** Opening Records to use block **
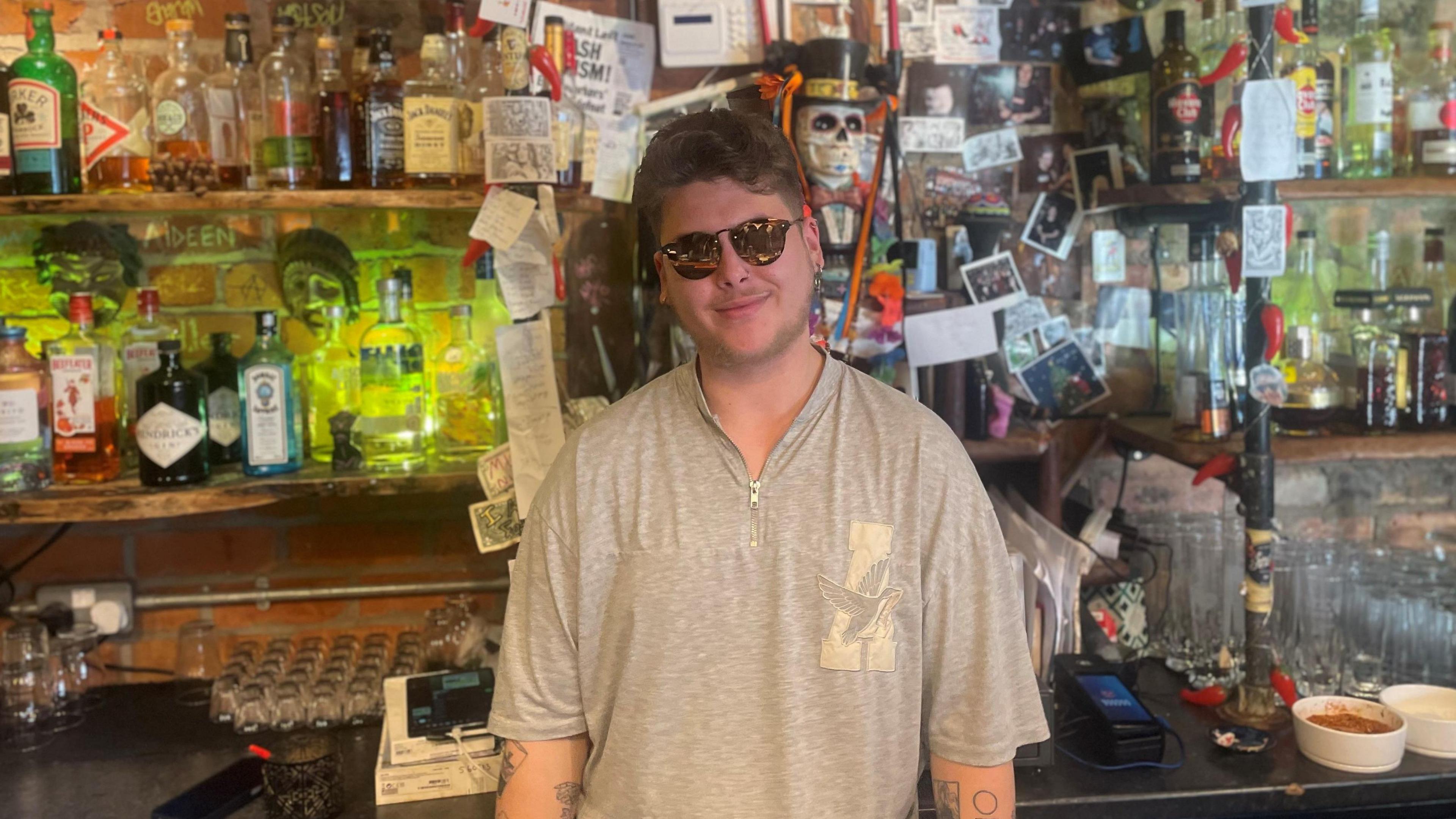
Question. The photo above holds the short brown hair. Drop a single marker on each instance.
(717, 145)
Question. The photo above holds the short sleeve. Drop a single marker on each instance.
(538, 693)
(981, 693)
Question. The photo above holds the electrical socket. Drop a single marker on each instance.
(108, 605)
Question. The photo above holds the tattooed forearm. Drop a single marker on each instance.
(570, 798)
(947, 799)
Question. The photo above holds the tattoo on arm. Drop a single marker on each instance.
(947, 799)
(570, 798)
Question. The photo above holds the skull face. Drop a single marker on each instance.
(830, 139)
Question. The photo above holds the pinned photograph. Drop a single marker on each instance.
(1095, 170)
(1109, 52)
(993, 282)
(1064, 381)
(1053, 225)
(991, 149)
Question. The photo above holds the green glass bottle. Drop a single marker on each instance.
(44, 123)
(333, 384)
(392, 379)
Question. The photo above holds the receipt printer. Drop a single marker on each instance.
(1103, 720)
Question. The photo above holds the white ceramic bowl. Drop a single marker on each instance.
(1353, 753)
(1430, 712)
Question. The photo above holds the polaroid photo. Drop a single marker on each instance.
(932, 135)
(1109, 52)
(1010, 95)
(967, 36)
(1053, 225)
(991, 149)
(1094, 170)
(993, 282)
(1064, 381)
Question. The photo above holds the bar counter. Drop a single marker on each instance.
(140, 748)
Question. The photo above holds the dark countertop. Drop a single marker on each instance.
(140, 750)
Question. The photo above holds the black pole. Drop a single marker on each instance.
(1256, 701)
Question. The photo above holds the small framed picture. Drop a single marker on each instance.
(1053, 225)
(1092, 170)
(993, 282)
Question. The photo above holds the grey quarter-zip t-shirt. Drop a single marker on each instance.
(788, 648)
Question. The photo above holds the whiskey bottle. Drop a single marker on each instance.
(173, 428)
(83, 400)
(271, 413)
(25, 419)
(180, 98)
(116, 123)
(223, 422)
(235, 108)
(1177, 105)
(433, 120)
(44, 124)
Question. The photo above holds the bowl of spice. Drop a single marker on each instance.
(1430, 712)
(1350, 735)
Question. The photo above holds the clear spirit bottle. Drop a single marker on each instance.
(271, 413)
(180, 98)
(25, 416)
(392, 377)
(83, 400)
(116, 123)
(333, 385)
(173, 429)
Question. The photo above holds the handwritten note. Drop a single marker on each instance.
(950, 336)
(501, 219)
(532, 407)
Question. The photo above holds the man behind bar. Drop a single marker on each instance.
(764, 585)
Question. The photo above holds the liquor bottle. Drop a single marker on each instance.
(139, 353)
(290, 117)
(83, 400)
(116, 123)
(173, 428)
(1177, 104)
(431, 120)
(1371, 98)
(225, 433)
(235, 108)
(1202, 393)
(392, 424)
(568, 121)
(336, 116)
(379, 123)
(44, 126)
(271, 413)
(468, 393)
(1433, 110)
(333, 385)
(180, 98)
(1314, 393)
(25, 424)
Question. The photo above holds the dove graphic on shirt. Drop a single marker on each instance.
(868, 605)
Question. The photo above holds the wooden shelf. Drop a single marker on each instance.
(1296, 190)
(228, 490)
(1155, 435)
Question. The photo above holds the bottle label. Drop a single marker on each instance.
(137, 360)
(386, 132)
(1375, 94)
(223, 416)
(73, 400)
(171, 117)
(166, 433)
(19, 416)
(268, 420)
(36, 116)
(431, 135)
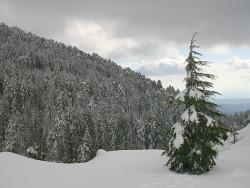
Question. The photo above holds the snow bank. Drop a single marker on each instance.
(123, 169)
(178, 130)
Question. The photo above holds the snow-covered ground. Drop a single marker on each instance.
(127, 169)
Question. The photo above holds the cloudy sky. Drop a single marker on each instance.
(149, 36)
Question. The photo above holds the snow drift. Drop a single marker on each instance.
(123, 169)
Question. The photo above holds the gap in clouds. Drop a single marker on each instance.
(159, 59)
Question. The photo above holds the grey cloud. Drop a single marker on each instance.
(218, 21)
(160, 69)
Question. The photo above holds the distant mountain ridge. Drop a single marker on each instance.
(234, 105)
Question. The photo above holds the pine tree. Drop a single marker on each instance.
(192, 139)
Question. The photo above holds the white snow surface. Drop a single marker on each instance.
(127, 169)
(181, 95)
(195, 93)
(192, 93)
(190, 115)
(178, 130)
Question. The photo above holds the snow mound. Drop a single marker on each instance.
(123, 169)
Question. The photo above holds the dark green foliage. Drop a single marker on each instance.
(60, 104)
(192, 139)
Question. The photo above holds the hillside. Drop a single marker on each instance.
(231, 106)
(141, 168)
(58, 103)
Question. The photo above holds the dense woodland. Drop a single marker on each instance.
(58, 103)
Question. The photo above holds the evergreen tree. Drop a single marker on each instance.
(192, 139)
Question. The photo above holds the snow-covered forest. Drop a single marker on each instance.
(58, 103)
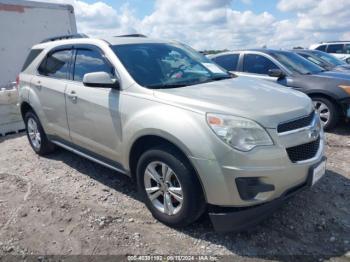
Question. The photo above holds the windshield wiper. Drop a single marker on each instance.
(163, 86)
(217, 78)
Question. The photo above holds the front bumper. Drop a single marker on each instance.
(345, 105)
(238, 219)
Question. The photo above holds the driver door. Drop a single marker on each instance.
(93, 112)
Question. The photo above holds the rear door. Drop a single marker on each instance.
(49, 86)
(93, 112)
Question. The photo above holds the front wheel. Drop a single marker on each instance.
(169, 187)
(327, 110)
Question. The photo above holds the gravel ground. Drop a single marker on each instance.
(65, 205)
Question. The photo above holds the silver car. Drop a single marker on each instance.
(194, 138)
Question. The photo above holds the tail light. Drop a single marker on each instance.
(17, 81)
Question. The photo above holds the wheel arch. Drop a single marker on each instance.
(145, 142)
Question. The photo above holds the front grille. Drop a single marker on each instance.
(295, 124)
(303, 152)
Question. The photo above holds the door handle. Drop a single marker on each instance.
(73, 96)
(38, 85)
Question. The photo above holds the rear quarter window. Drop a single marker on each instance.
(30, 58)
(322, 48)
(56, 64)
(335, 48)
(229, 62)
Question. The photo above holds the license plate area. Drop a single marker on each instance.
(318, 172)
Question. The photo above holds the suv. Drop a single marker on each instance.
(193, 138)
(340, 49)
(330, 91)
(323, 60)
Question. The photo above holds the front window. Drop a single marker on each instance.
(257, 64)
(296, 63)
(335, 48)
(329, 58)
(157, 65)
(89, 61)
(314, 59)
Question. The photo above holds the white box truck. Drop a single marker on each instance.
(23, 24)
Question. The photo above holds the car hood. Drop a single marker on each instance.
(267, 103)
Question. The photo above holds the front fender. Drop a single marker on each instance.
(185, 129)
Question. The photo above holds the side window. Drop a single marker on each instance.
(229, 62)
(321, 48)
(336, 48)
(30, 58)
(56, 64)
(89, 61)
(347, 49)
(257, 64)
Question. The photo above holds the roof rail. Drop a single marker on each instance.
(131, 35)
(342, 41)
(62, 37)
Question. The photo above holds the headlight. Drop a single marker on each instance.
(345, 88)
(241, 133)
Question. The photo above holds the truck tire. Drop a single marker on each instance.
(36, 135)
(169, 187)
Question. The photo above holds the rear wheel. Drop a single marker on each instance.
(36, 135)
(327, 110)
(169, 187)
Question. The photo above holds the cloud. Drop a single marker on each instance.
(214, 24)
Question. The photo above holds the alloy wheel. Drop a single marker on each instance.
(163, 188)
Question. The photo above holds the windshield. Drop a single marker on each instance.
(329, 58)
(296, 63)
(157, 65)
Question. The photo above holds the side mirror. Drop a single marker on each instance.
(100, 79)
(276, 73)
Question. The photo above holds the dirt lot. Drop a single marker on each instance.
(65, 205)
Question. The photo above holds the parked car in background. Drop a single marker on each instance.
(324, 60)
(194, 138)
(340, 49)
(330, 91)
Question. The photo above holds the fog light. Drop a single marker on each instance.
(249, 187)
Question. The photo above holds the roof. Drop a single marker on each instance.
(261, 50)
(36, 4)
(110, 40)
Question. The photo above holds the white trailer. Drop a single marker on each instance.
(23, 24)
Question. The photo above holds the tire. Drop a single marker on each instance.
(322, 105)
(35, 132)
(181, 176)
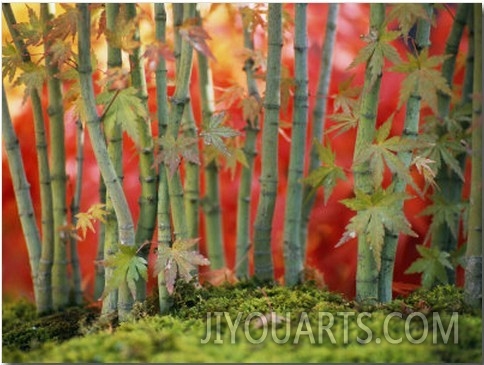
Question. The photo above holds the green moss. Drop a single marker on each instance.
(178, 336)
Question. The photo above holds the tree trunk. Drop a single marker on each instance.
(366, 271)
(269, 170)
(473, 273)
(293, 255)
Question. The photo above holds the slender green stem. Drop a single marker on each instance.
(211, 201)
(367, 272)
(293, 256)
(319, 115)
(178, 102)
(452, 49)
(60, 283)
(76, 200)
(99, 270)
(192, 174)
(410, 130)
(164, 221)
(22, 195)
(270, 130)
(469, 69)
(447, 180)
(113, 184)
(47, 219)
(114, 140)
(245, 187)
(148, 178)
(473, 273)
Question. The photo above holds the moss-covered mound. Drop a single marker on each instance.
(253, 323)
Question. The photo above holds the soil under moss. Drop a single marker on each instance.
(275, 324)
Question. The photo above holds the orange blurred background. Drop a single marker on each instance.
(327, 224)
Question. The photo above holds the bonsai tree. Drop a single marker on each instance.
(184, 133)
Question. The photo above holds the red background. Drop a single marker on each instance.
(327, 221)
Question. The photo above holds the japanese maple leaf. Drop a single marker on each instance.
(127, 267)
(173, 150)
(375, 214)
(328, 174)
(377, 50)
(197, 37)
(123, 107)
(407, 16)
(156, 50)
(432, 264)
(214, 131)
(179, 261)
(423, 79)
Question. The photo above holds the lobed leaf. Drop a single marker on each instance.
(197, 37)
(178, 261)
(213, 132)
(432, 264)
(407, 16)
(125, 108)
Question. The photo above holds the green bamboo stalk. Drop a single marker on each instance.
(76, 292)
(319, 115)
(47, 220)
(447, 180)
(148, 178)
(60, 283)
(211, 201)
(178, 103)
(177, 13)
(22, 196)
(113, 184)
(164, 221)
(367, 272)
(410, 130)
(452, 49)
(245, 187)
(189, 129)
(270, 130)
(293, 256)
(473, 273)
(192, 175)
(114, 140)
(99, 273)
(469, 69)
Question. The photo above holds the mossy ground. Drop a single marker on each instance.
(76, 336)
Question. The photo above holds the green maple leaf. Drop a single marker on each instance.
(11, 60)
(443, 212)
(123, 107)
(327, 175)
(172, 151)
(179, 261)
(61, 52)
(375, 214)
(384, 152)
(65, 24)
(85, 219)
(124, 30)
(236, 156)
(347, 97)
(377, 50)
(422, 79)
(407, 15)
(444, 150)
(432, 265)
(213, 133)
(30, 32)
(32, 77)
(344, 121)
(127, 267)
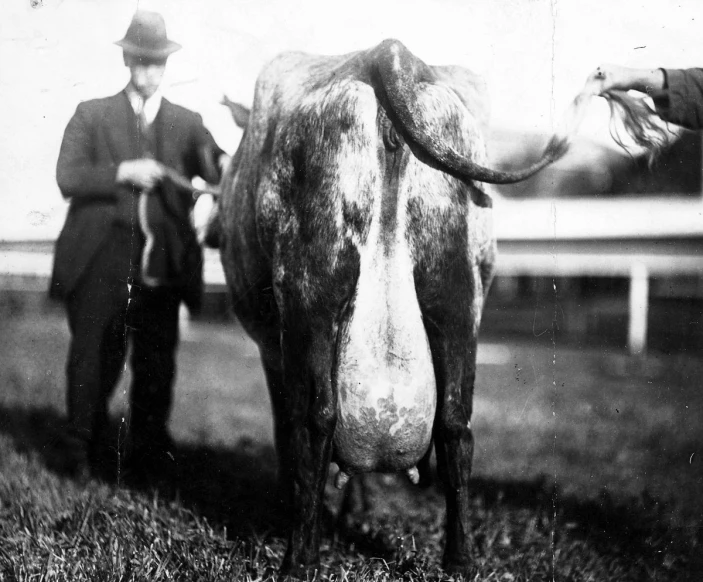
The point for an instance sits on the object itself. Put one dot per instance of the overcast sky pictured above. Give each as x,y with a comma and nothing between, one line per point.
534,54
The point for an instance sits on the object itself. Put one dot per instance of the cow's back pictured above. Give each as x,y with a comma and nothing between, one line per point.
331,222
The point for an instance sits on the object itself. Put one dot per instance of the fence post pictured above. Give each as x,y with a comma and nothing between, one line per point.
638,309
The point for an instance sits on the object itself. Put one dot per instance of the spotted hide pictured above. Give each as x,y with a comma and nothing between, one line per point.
357,244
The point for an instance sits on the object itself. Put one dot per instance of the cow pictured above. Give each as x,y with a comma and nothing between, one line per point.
356,242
** Closing Records to use block **
Each line from the one containing "of the fence" to the final line above should be written out exactly; please omit the others.

The point for an instance sits on the object itself. Put one dot per instance of the fence post pictured above. Give each as x,y with a comma and nothing between, one line per point.
638,309
The point for an instance sits on the object itself. Put one dot per instance of the spotted hide pictured above. Give each as x,y with a comma and nothing between, one line per point.
357,244
The point for an instance sits on the object itself. Put one dot per instance of the cow pictured above. Give each as x,y with a comma and nothing between, one line per point.
356,242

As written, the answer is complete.